• **Work order**
Set down exactly the lines below between the line holding "Objective - one point per instance of the bicycle frame" and the line holding "Objective - one point per instance of the bicycle fork", inclusive; no other line belongs in the answer.

** Opening Dataset block **

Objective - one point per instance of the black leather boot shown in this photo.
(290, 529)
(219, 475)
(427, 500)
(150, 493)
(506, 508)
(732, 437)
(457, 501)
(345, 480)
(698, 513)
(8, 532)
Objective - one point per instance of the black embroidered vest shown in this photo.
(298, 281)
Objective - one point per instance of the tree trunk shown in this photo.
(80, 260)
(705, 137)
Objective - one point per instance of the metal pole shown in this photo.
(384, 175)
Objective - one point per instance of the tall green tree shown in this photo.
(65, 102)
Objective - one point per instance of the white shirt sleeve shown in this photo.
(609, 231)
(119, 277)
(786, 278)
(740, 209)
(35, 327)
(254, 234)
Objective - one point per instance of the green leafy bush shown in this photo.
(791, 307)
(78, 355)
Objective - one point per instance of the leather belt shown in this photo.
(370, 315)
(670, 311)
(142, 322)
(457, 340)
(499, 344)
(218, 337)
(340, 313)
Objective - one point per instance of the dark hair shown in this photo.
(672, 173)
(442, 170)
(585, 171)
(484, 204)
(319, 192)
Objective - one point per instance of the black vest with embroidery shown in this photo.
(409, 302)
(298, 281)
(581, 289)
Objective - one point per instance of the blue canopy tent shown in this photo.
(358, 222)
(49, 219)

** Closing Dataset block **
** Opening Dataset block **

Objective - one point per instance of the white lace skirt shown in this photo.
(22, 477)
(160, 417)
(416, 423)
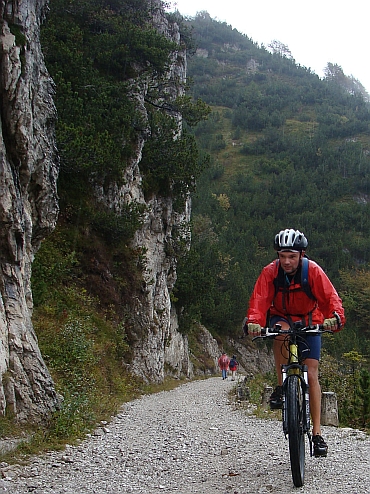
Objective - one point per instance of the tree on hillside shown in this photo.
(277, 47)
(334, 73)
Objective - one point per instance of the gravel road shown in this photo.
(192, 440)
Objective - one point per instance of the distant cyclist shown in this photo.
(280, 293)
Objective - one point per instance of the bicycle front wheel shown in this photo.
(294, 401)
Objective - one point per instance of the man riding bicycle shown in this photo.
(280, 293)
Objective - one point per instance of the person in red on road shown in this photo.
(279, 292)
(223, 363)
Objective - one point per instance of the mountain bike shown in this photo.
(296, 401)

** Closing Dataset block **
** Opening Dataset block **

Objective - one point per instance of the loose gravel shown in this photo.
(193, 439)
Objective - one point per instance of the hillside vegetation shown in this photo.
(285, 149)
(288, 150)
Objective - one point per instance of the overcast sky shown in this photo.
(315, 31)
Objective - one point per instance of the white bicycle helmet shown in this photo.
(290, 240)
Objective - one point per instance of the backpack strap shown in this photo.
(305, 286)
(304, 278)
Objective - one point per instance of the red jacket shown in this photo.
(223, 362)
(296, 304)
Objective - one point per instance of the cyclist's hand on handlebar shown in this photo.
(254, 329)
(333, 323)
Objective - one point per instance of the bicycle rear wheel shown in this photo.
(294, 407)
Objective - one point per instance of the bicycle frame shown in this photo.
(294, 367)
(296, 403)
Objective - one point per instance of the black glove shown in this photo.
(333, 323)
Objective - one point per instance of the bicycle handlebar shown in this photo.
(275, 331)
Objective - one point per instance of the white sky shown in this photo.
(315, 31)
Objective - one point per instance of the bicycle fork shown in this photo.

** Closing Dataset block **

• **Finished task**
Objective - one point per instance of the bicycle frame shown in this photo.
(294, 367)
(296, 403)
Objective - one point per instance of the black glove shown in this photo.
(333, 323)
Objective - one point per instance of the bicycle handlebar shown in this photo.
(275, 331)
Objective - one point per instance of the white sky shown in this photo.
(315, 31)
Objective - one point per instance of the bicycle fork shown in this photo.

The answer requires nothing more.